-- TASK OBJECTIVE --
An identical transcription of the records is required.

Data records

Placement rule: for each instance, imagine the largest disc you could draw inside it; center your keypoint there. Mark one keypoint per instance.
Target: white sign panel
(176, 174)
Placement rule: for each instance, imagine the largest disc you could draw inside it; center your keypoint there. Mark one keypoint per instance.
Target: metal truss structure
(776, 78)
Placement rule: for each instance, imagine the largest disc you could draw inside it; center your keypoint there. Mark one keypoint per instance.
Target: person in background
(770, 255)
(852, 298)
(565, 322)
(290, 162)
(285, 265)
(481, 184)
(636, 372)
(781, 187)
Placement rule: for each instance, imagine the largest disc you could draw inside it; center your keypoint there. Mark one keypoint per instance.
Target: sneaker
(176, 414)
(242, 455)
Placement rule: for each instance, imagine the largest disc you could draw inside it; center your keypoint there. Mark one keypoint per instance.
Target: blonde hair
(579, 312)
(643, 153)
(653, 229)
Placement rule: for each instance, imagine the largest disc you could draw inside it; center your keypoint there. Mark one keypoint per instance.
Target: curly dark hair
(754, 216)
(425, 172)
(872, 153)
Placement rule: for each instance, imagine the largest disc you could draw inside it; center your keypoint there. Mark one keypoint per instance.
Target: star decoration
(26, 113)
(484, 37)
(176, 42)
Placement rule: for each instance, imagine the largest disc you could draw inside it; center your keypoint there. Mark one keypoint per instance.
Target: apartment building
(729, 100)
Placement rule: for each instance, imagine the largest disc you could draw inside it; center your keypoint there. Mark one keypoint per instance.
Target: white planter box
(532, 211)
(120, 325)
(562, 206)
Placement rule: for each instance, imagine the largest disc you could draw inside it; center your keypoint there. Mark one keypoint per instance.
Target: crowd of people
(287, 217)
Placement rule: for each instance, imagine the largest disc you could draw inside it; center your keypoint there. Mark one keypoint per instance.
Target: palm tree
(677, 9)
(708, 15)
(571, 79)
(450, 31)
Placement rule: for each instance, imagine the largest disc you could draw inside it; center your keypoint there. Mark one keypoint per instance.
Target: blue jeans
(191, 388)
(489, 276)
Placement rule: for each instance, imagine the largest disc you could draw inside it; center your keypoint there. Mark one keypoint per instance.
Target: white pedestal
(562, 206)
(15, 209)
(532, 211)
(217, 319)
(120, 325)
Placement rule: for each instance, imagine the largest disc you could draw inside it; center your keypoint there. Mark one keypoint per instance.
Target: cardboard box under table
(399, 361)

-- SOLVED EXERCISE --
Placement rule: for each instance, imagine the largest disc you could draw inside it; center your keypoint there. Mark one keypoint per instance.
Target: white sign panel
(176, 174)
Placement rule: for each instance, imagine the largest disc you could draw inside it; center your keypoint there. Mark one keypoint per instance.
Target: metal truss structure
(776, 78)
Placement rule: for each instance, imagine the largest disc you could draw inside it; center your keypoint there. Mark one keypoint per instance.
Target: person in background
(770, 255)
(852, 298)
(565, 322)
(290, 162)
(285, 265)
(481, 184)
(636, 372)
(781, 187)
Placement rule: for each instance, imagine the largest disc you could draw inside it; center your keypoint there. Mark one keypoint per instance.
Target: sneaker
(176, 414)
(242, 455)
Placement rule: for each instance, imagine the largest disc you could draw inside it; center your keypoint there. Mark one keypoint per instance.
Target: blonde hair
(579, 312)
(643, 153)
(653, 229)
Placement rule: for each instance, imagine the largest disc you could draw inside it; center your keypoint there. Mark one keypoint per instance.
Target: curly dark hair
(754, 216)
(425, 172)
(872, 153)
Placement rule: for each instance, imagine the largest disc you could draw inside it; center your keypoint there. Mark one keypoint per instance.
Target: star decoration
(26, 113)
(484, 37)
(176, 42)
Placement rule: for each instance, imagine the largest disc you could draw inside it; center your keypoint there. Mark one keypoint per instance.
Target: apartment building
(729, 100)
Placement rule: for each instance, imagine the largest disc you could draw inside it; center your keypoint there. Mark one keypoint per instance.
Target: white planter box
(532, 211)
(120, 325)
(562, 206)
Placement rule: for each instance, imagine the largest disc you could draw inside it; center your keypoint there. Mark one keypoint per instance.
Target: crowd of people
(287, 217)
Placement rule: for each instance, imagine the largest disc you could draw inside it; center your keypoint there. Mark one keypoint per instance.
Target: palm tree
(677, 9)
(708, 15)
(571, 79)
(450, 31)
Placement rule: for each instance, imagine the largest disc you could draw inside it; center your keypoint there. Mark one keypoint per instance.
Target: blue jeans
(191, 388)
(489, 276)
Placement rule: for each instance, imagine the largest disc you could draw inside it; center your keypoint there. Mark one keypoint per instance.
Target: white pedestal
(562, 206)
(15, 209)
(532, 211)
(217, 319)
(120, 325)
Placement rule: for each instance, imagine the largest disc you could draw inside it; center your keypoint there. Mark one keypoint per instance.
Target: cardboard box under table
(399, 361)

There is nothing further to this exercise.